__Given problem__
Pick out every line of the records below that contains the word "court", and copy each one.

★ ★ ★ ★ ★

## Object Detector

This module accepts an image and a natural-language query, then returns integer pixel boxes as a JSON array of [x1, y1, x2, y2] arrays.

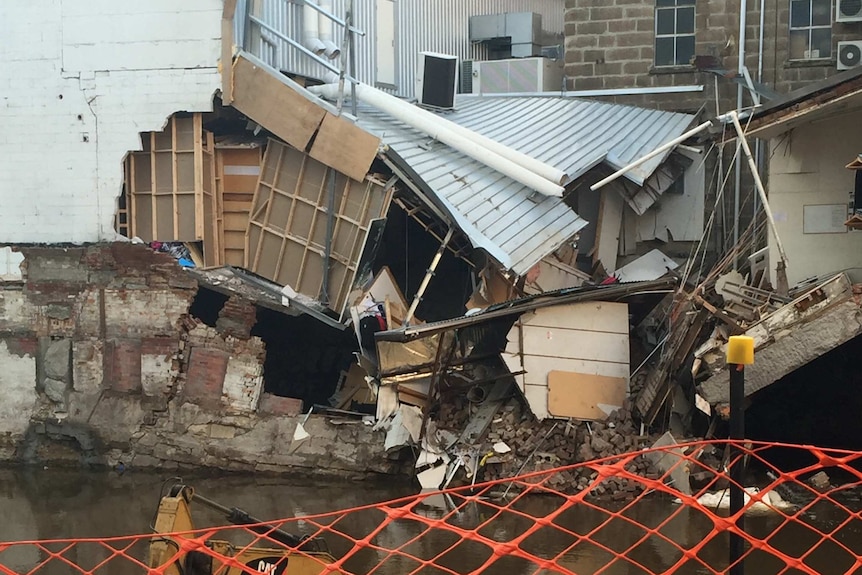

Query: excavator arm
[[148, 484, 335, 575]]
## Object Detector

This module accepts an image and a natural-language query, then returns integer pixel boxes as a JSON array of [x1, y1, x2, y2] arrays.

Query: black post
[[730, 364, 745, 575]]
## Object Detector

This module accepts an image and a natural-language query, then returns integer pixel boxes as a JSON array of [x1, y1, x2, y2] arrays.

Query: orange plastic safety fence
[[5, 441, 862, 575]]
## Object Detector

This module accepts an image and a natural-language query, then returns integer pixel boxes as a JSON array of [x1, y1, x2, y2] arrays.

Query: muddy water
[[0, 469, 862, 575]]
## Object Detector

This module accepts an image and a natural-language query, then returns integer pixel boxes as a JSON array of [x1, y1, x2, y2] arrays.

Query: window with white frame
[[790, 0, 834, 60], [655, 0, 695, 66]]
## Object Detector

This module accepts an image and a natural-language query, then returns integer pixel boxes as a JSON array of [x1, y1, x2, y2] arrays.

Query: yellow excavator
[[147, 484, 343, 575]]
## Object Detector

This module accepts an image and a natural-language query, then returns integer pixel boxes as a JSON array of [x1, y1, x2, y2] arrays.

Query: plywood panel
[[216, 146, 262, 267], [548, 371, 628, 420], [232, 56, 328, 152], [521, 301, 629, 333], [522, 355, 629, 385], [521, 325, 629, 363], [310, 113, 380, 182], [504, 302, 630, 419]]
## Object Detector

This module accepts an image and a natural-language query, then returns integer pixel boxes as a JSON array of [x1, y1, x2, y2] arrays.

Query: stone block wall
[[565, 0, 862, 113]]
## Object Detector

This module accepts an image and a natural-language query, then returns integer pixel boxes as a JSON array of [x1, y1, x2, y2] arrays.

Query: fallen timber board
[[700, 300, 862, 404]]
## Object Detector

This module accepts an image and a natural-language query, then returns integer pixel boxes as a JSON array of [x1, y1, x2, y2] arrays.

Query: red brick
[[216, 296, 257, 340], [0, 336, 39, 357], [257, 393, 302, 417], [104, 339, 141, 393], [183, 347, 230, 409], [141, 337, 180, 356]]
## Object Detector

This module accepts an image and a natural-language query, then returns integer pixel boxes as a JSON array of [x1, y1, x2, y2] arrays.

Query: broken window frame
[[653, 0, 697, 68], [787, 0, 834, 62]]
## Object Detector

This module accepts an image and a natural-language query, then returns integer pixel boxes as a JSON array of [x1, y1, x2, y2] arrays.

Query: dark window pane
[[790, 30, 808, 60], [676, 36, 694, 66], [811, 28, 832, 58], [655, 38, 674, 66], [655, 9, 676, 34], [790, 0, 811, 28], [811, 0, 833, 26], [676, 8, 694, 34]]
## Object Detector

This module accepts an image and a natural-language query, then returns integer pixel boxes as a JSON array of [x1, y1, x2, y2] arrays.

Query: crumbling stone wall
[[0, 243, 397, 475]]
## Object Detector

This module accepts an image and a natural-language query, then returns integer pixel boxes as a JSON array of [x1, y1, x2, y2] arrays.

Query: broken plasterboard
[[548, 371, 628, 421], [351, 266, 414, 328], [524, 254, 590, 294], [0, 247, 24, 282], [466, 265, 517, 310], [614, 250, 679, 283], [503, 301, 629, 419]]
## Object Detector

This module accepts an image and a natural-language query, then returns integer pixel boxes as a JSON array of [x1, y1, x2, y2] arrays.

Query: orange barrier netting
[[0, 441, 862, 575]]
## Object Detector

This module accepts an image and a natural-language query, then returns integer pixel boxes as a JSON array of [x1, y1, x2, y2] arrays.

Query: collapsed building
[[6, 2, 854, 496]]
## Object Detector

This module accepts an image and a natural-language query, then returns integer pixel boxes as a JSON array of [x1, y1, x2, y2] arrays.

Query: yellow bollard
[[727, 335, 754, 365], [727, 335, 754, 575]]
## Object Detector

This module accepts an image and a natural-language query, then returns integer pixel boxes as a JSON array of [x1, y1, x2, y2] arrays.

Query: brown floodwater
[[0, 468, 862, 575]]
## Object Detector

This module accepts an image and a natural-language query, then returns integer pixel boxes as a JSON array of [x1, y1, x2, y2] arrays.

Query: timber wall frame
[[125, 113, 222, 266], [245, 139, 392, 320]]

★ ★ ★ ★ ★

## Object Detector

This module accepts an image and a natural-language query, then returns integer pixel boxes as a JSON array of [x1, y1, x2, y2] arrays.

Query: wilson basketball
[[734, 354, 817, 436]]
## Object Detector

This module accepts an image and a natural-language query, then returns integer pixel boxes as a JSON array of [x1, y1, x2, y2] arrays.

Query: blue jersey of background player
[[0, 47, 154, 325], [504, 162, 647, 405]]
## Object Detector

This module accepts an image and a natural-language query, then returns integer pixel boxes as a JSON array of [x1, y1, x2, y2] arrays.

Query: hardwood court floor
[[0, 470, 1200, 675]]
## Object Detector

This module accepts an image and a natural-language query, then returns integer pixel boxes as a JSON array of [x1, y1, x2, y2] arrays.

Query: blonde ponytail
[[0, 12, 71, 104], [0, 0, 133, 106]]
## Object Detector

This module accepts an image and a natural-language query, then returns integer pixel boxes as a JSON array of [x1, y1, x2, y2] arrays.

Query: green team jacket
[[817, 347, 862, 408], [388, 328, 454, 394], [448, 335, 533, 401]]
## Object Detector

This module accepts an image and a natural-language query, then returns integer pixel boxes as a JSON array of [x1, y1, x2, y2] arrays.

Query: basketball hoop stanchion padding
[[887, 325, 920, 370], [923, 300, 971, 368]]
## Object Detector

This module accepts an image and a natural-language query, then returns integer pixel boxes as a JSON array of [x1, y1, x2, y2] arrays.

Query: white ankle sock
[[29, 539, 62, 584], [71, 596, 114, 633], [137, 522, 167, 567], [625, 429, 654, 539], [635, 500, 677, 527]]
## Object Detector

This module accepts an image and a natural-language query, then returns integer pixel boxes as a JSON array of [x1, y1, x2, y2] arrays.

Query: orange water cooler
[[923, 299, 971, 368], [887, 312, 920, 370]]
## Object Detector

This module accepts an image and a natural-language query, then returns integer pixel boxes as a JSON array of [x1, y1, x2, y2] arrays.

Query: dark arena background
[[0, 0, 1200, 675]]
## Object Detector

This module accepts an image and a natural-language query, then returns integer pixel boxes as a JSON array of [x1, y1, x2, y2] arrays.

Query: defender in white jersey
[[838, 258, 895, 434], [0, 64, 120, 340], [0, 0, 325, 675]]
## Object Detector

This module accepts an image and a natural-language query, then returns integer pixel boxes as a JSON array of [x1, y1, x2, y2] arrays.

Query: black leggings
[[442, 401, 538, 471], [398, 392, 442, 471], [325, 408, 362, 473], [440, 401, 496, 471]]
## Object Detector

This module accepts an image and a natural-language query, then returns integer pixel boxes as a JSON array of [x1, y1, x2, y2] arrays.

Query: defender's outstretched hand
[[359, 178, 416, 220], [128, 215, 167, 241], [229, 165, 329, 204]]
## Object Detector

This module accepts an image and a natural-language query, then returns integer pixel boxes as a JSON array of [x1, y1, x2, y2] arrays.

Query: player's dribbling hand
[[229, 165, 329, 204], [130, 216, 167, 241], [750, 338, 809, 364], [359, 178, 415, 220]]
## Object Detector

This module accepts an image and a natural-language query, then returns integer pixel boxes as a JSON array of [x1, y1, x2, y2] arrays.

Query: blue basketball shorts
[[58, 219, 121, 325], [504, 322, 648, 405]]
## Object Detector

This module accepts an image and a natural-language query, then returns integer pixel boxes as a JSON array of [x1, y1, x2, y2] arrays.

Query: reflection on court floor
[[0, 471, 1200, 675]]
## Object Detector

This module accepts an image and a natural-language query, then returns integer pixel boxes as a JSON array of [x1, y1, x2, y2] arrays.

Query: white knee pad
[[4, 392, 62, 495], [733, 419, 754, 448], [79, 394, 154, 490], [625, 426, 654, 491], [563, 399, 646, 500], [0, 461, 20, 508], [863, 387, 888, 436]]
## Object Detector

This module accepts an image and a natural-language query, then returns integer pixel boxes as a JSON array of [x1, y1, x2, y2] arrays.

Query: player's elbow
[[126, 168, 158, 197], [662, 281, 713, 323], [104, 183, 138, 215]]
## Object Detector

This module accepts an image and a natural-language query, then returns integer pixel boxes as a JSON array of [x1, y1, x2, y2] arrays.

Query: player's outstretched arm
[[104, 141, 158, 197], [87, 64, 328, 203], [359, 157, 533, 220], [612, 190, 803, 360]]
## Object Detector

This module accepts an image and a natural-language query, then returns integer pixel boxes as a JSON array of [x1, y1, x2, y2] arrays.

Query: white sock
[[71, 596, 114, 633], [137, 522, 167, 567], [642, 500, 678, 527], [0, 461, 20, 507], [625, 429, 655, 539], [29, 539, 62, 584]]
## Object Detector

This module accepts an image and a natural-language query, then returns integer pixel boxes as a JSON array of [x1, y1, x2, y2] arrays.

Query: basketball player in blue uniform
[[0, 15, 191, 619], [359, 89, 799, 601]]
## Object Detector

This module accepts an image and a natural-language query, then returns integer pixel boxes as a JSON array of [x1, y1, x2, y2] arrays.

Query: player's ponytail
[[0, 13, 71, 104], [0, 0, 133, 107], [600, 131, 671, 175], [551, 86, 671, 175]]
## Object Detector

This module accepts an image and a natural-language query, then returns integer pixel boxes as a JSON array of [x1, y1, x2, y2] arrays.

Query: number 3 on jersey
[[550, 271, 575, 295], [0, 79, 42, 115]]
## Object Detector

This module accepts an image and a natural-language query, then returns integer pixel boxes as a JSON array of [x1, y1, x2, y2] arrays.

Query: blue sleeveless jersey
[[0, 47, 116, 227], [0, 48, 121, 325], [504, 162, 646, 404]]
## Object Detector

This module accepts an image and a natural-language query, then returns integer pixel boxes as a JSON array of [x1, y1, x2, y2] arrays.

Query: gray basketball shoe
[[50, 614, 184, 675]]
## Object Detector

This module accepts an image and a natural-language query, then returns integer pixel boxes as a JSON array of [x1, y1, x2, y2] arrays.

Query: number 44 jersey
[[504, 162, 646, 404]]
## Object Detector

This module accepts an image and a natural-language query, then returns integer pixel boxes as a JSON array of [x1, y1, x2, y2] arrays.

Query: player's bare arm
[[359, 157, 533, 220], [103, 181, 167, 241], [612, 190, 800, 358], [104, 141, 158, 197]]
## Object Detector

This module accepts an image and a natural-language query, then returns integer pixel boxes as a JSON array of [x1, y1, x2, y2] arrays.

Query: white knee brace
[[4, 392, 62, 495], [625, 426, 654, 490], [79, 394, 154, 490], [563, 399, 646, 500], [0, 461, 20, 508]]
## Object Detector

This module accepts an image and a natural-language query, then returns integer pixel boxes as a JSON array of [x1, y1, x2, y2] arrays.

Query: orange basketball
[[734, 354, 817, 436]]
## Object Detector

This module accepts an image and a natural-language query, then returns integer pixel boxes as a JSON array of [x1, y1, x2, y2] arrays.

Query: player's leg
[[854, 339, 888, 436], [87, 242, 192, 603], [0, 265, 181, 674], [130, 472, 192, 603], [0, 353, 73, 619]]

★ ★ ★ ★ ★

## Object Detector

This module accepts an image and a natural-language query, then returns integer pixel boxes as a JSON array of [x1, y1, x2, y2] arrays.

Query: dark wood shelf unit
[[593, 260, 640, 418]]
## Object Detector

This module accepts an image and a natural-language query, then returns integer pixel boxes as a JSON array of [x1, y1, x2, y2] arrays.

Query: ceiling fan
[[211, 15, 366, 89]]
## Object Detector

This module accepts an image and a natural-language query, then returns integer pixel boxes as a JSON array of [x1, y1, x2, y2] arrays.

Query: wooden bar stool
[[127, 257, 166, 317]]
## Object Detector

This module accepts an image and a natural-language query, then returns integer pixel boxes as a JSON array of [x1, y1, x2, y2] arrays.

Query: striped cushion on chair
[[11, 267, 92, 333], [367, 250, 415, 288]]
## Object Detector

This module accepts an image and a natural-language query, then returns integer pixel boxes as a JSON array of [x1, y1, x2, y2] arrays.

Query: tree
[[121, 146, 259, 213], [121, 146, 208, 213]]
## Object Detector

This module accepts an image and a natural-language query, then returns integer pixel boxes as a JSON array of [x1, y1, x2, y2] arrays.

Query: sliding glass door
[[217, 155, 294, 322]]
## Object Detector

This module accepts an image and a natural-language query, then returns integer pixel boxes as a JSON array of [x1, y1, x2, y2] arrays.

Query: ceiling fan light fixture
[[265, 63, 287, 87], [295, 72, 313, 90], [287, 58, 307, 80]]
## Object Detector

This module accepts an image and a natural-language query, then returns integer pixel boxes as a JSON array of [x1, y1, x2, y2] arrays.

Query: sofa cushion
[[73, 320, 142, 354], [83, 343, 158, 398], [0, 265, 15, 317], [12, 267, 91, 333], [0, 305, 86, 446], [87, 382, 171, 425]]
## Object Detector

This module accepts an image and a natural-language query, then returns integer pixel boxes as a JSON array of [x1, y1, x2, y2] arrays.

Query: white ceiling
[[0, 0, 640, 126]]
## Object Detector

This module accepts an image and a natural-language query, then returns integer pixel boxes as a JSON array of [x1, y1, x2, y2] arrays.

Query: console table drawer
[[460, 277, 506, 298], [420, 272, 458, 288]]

★ ★ ★ ★ ★

__Answer to this task__
Query: hardwood court floor
Query: reflection on court floor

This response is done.